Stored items
>>>

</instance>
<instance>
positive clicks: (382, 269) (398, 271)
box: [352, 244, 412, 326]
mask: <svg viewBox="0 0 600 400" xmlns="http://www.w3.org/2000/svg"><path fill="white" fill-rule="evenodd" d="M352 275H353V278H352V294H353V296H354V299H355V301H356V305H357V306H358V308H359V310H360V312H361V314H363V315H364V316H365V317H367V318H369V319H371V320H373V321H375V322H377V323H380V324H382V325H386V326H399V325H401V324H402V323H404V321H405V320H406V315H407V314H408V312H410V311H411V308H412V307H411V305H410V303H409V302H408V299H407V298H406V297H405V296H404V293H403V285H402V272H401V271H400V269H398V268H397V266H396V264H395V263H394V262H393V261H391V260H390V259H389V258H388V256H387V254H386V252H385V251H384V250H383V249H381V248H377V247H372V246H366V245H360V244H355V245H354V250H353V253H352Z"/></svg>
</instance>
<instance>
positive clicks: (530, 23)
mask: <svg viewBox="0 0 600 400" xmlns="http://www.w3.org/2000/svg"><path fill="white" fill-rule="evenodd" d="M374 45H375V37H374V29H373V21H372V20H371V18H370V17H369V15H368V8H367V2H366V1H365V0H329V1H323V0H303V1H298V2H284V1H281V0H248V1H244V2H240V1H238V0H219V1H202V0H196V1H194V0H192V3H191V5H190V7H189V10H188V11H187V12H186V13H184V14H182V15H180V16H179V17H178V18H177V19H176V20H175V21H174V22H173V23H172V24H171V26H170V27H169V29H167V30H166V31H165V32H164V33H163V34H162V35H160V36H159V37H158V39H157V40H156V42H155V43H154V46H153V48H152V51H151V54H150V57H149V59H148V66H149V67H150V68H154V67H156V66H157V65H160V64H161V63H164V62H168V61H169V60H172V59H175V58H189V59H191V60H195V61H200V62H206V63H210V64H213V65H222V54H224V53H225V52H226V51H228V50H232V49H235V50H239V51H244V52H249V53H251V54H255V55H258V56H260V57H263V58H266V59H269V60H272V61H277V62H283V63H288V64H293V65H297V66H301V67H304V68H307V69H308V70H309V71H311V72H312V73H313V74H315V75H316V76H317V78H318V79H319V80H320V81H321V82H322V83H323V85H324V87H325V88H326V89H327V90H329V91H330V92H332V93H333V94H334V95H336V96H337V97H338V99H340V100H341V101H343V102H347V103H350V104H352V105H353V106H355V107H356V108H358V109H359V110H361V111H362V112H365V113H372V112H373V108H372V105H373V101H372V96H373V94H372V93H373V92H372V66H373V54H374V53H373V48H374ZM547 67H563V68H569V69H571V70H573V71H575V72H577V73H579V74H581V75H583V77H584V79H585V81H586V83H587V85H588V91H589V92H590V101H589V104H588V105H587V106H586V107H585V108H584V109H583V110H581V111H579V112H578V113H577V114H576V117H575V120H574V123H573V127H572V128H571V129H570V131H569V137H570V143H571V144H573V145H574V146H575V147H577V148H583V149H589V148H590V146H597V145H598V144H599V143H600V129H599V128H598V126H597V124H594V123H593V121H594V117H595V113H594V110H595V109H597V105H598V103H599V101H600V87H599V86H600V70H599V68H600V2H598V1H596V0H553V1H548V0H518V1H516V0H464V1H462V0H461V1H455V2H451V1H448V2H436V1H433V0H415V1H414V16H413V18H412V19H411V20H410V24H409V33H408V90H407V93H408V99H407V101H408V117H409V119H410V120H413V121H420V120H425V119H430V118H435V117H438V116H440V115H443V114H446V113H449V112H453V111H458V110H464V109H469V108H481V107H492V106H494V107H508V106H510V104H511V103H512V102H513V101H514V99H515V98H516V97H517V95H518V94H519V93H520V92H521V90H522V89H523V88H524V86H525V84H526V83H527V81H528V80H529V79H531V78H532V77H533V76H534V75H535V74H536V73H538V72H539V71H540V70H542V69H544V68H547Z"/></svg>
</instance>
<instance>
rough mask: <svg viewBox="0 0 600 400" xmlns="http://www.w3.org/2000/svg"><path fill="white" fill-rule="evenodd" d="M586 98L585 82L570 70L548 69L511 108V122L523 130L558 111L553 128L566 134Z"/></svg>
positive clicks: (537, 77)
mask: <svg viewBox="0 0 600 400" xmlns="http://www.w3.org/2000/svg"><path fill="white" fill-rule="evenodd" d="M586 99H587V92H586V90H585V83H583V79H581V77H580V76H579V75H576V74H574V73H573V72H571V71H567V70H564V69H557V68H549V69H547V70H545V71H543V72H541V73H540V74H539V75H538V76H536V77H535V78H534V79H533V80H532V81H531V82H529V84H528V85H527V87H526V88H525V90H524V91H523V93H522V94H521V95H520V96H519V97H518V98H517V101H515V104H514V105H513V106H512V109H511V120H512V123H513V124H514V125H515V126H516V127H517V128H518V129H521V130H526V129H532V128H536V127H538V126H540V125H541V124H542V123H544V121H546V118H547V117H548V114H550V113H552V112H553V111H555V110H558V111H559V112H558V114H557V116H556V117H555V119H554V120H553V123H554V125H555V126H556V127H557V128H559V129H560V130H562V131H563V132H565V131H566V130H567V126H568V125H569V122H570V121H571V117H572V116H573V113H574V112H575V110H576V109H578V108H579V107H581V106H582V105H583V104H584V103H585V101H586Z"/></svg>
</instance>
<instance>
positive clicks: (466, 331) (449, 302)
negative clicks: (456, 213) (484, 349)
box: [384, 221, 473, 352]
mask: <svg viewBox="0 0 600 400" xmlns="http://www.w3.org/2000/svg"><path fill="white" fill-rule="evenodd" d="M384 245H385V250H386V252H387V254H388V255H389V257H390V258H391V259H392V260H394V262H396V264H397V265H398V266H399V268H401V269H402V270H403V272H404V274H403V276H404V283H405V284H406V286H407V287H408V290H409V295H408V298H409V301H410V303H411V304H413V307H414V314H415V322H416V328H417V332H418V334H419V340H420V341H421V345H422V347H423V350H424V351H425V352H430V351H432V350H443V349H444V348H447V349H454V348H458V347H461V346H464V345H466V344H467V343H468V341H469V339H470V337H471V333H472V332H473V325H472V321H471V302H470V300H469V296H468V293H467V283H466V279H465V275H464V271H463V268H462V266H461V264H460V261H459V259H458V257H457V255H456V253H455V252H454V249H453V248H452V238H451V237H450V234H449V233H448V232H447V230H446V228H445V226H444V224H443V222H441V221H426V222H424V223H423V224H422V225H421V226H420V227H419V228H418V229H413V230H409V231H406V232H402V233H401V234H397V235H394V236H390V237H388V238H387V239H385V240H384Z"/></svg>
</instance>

<<<

EXERCISE:
When you answer, set down the entries above precisely as they read.

EXERCISE ANSWER:
</instance>
<instance>
positive clicks: (382, 269) (398, 271)
box: [352, 244, 412, 326]
mask: <svg viewBox="0 0 600 400" xmlns="http://www.w3.org/2000/svg"><path fill="white" fill-rule="evenodd" d="M352 275H353V278H352V294H353V296H354V299H355V301H356V305H357V306H358V308H359V310H360V312H361V314H363V315H364V316H365V317H367V318H369V319H371V320H373V321H375V322H377V323H380V324H382V325H386V326H399V325H401V324H402V323H404V321H405V320H406V315H407V314H408V312H410V311H411V308H412V307H411V305H410V303H409V302H408V299H407V298H406V297H405V296H404V293H403V285H402V272H401V271H400V269H398V268H397V266H396V264H395V263H394V262H393V261H391V260H390V259H389V258H388V256H387V254H386V252H385V251H384V250H383V249H381V248H377V247H372V246H366V245H360V244H355V245H354V250H353V253H352Z"/></svg>
</instance>
<instance>
positive clicks: (530, 23)
mask: <svg viewBox="0 0 600 400" xmlns="http://www.w3.org/2000/svg"><path fill="white" fill-rule="evenodd" d="M374 45H375V37H374V29H373V21H372V20H371V18H370V17H369V15H368V8H367V2H366V1H365V0H329V1H323V0H303V1H298V2H284V1H281V0H248V1H244V2H240V1H238V0H219V1H202V0H196V1H194V0H192V3H191V5H190V7H189V10H188V11H187V12H186V13H184V14H182V15H180V16H179V17H178V18H177V19H176V20H175V21H174V22H173V23H172V24H171V26H170V27H169V29H167V30H166V31H165V32H164V33H163V34H162V35H160V36H159V37H158V39H157V40H156V42H155V43H154V46H153V48H152V51H151V54H150V57H149V59H148V66H149V67H150V68H154V67H156V66H157V65H160V64H161V63H164V62H168V61H169V60H172V59H175V58H189V59H191V60H195V61H200V62H206V63H210V64H213V65H222V54H224V53H225V52H226V51H228V50H232V49H235V50H239V51H244V52H249V53H251V54H255V55H258V56H260V57H263V58H266V59H269V60H272V61H277V62H283V63H288V64H293V65H297V66H301V67H304V68H307V69H308V70H309V71H311V72H312V73H313V74H315V75H316V76H317V78H318V79H319V80H320V81H321V82H322V83H323V85H324V87H325V88H326V89H327V90H329V91H330V92H332V93H333V94H334V95H336V96H337V97H338V99H340V100H341V101H343V102H347V103H350V104H352V105H353V106H355V107H356V108H358V109H359V110H361V111H362V112H365V113H372V112H373V108H372V105H373V101H372V96H373V94H372V93H373V92H372V66H373V54H374V53H373V48H374ZM547 67H563V68H569V69H571V70H573V71H575V72H577V73H579V74H581V75H583V77H584V79H585V81H586V83H587V85H588V91H589V92H590V101H589V104H588V105H587V106H586V107H585V108H584V109H583V110H581V111H579V112H578V113H577V114H576V117H575V120H574V123H573V127H572V128H571V129H570V131H569V137H570V143H571V144H573V145H574V146H575V147H577V148H583V149H589V148H590V146H597V145H598V144H599V143H600V129H599V128H598V126H597V124H594V123H593V121H594V117H595V113H594V110H595V109H597V105H598V103H599V101H600V87H599V86H600V70H599V68H600V2H598V1H596V0H553V1H548V0H518V1H516V0H464V1H462V0H461V1H455V2H451V1H448V2H436V1H433V0H415V1H414V16H413V18H412V19H411V20H410V24H409V33H408V90H407V93H408V99H407V101H408V117H409V119H410V120H413V121H420V120H425V119H430V118H435V117H438V116H440V115H443V114H446V113H449V112H453V111H458V110H464V109H469V108H481V107H492V106H494V107H508V106H510V104H511V103H512V102H513V101H514V99H515V98H516V97H517V95H518V94H519V93H520V92H521V90H522V89H523V88H524V86H525V84H526V83H527V81H528V80H529V79H531V78H532V77H533V76H534V75H535V74H536V73H538V72H539V71H540V70H542V69H544V68H547Z"/></svg>
</instance>
<instance>
rough mask: <svg viewBox="0 0 600 400" xmlns="http://www.w3.org/2000/svg"><path fill="white" fill-rule="evenodd" d="M586 98L585 82L570 70L548 69L511 108V122L523 130L558 111L553 128L566 134Z"/></svg>
positive clicks: (537, 77)
mask: <svg viewBox="0 0 600 400" xmlns="http://www.w3.org/2000/svg"><path fill="white" fill-rule="evenodd" d="M586 99H587V92H586V90H585V83H583V79H581V77H580V76H579V75H576V74H574V73H573V72H571V71H567V70H564V69H557V68H549V69H547V70H545V71H543V72H541V73H540V74H539V75H538V76H536V77H535V78H534V79H533V80H532V81H531V82H529V84H528V85H527V87H526V88H525V90H524V91H523V93H522V94H521V95H520V96H519V97H518V98H517V101H515V104H514V105H513V106H512V109H511V120H512V123H513V124H514V125H515V126H516V127H517V128H518V129H521V130H526V129H532V128H536V127H538V126H540V125H541V124H542V123H544V121H546V118H547V117H548V114H550V113H552V112H553V111H555V110H558V111H559V112H558V114H557V116H556V117H555V119H554V120H553V123H554V125H555V126H556V127H557V128H559V129H560V130H562V131H563V132H565V131H566V130H567V126H568V125H569V122H570V121H571V117H572V116H573V113H574V112H575V110H576V109H578V108H579V107H581V106H582V105H583V104H584V103H585V101H586Z"/></svg>
</instance>
<instance>
positive clicks: (466, 331) (449, 302)
negative clicks: (456, 213) (484, 349)
box: [384, 221, 473, 352]
mask: <svg viewBox="0 0 600 400" xmlns="http://www.w3.org/2000/svg"><path fill="white" fill-rule="evenodd" d="M384 245H385V250H386V252H387V254H388V255H389V257H390V258H391V259H392V260H394V262H396V264H397V265H398V266H399V268H401V269H402V270H403V272H404V274H403V276H404V283H405V284H406V286H407V287H408V290H409V295H408V298H409V301H410V303H411V304H413V307H414V314H415V322H416V328H417V332H418V334H419V340H420V341H421V345H422V347H423V350H424V351H425V352H430V351H432V350H443V349H444V348H447V349H454V348H458V347H461V346H464V345H466V344H467V343H468V341H469V339H470V337H471V333H472V332H473V325H472V321H471V302H470V300H469V296H468V293H467V283H466V279H465V275H464V271H463V268H462V266H461V264H460V261H459V259H458V257H457V255H456V253H455V252H454V249H453V248H452V238H451V237H450V234H449V233H448V232H447V230H446V228H445V226H444V224H443V222H441V221H426V222H424V223H423V224H422V225H421V226H420V227H419V228H418V229H413V230H409V231H406V232H402V233H401V234H397V235H394V236H390V237H388V238H387V239H385V240H384Z"/></svg>
</instance>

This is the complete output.